INSTRUCTIONS TO FOLLOW: Within the records below is a range that opens at the line with "pixels, x before" and closes at the line with "--format 'one SVG". Return that range word for word, both ends included, and only that range.

DATA SUPPLIED:

========================================================================

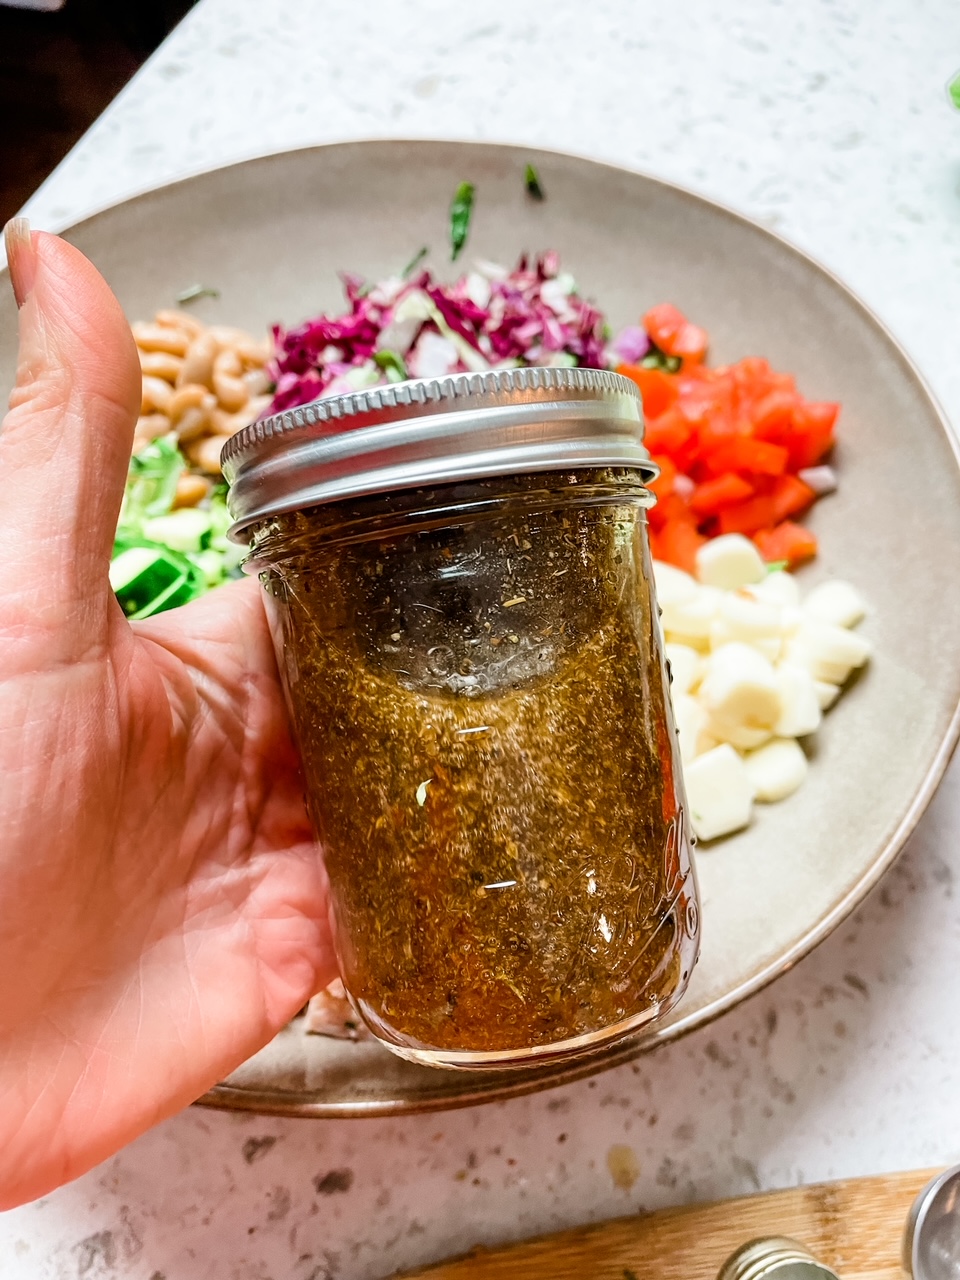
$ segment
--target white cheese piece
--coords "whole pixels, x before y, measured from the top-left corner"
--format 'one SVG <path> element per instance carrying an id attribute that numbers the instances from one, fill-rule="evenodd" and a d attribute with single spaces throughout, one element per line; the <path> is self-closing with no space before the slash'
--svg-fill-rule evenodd
<path id="1" fill-rule="evenodd" d="M 782 612 L 777 605 L 727 591 L 710 624 L 710 648 L 741 641 L 758 649 L 768 662 L 775 662 L 780 655 Z"/>
<path id="2" fill-rule="evenodd" d="M 714 747 L 697 756 L 683 770 L 690 825 L 700 840 L 739 831 L 750 821 L 753 786 L 746 766 L 733 747 Z"/>
<path id="3" fill-rule="evenodd" d="M 793 738 L 773 738 L 743 760 L 754 797 L 765 804 L 793 795 L 807 776 L 807 757 Z"/>
<path id="4" fill-rule="evenodd" d="M 681 693 L 673 698 L 673 721 L 677 726 L 680 759 L 686 768 L 711 741 L 707 733 L 707 713 L 696 698 Z"/>
<path id="5" fill-rule="evenodd" d="M 677 644 L 706 649 L 710 639 L 710 624 L 716 617 L 722 600 L 723 592 L 717 587 L 697 587 L 696 594 L 690 599 L 663 605 L 663 617 L 660 621 L 667 638 Z"/>
<path id="6" fill-rule="evenodd" d="M 744 590 L 757 600 L 766 604 L 778 604 L 795 609 L 800 603 L 800 588 L 792 573 L 784 573 L 775 569 L 759 582 L 750 583 Z"/>
<path id="7" fill-rule="evenodd" d="M 817 685 L 805 667 L 782 662 L 776 669 L 780 716 L 773 731 L 781 738 L 802 738 L 820 725 L 822 712 Z"/>
<path id="8" fill-rule="evenodd" d="M 742 533 L 725 533 L 697 550 L 697 577 L 704 585 L 736 591 L 767 573 L 760 552 Z"/>
<path id="9" fill-rule="evenodd" d="M 693 600 L 699 589 L 696 578 L 662 560 L 653 562 L 653 582 L 657 589 L 657 604 L 661 609 L 667 605 L 684 604 L 687 600 Z"/>
<path id="10" fill-rule="evenodd" d="M 814 680 L 828 684 L 843 684 L 855 667 L 863 666 L 870 653 L 870 642 L 862 636 L 815 618 L 804 622 L 784 646 L 788 662 L 806 667 Z"/>
<path id="11" fill-rule="evenodd" d="M 820 710 L 829 711 L 837 698 L 840 697 L 840 686 L 838 684 L 828 684 L 825 680 L 814 680 L 813 687 L 817 691 Z"/>
<path id="12" fill-rule="evenodd" d="M 710 654 L 704 662 L 699 697 L 713 736 L 745 750 L 765 742 L 780 718 L 773 666 L 746 644 L 726 644 Z"/>
<path id="13" fill-rule="evenodd" d="M 688 644 L 665 644 L 663 654 L 670 663 L 671 696 L 689 693 L 700 680 L 700 654 Z"/>
<path id="14" fill-rule="evenodd" d="M 803 611 L 835 627 L 855 627 L 866 616 L 867 605 L 856 587 L 834 578 L 814 587 L 803 602 Z"/>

========================================================================

SOLVED EXERCISE:
--coords "whole pixels, x before y, measured from the top-left corner"
--format 'one SVG <path> element per instance carrying an id attribute that numbers the instances from one, fill-rule="evenodd" and a d attribute with single spaces throughout, one element per line; the <path> is self-closing with no space before the slash'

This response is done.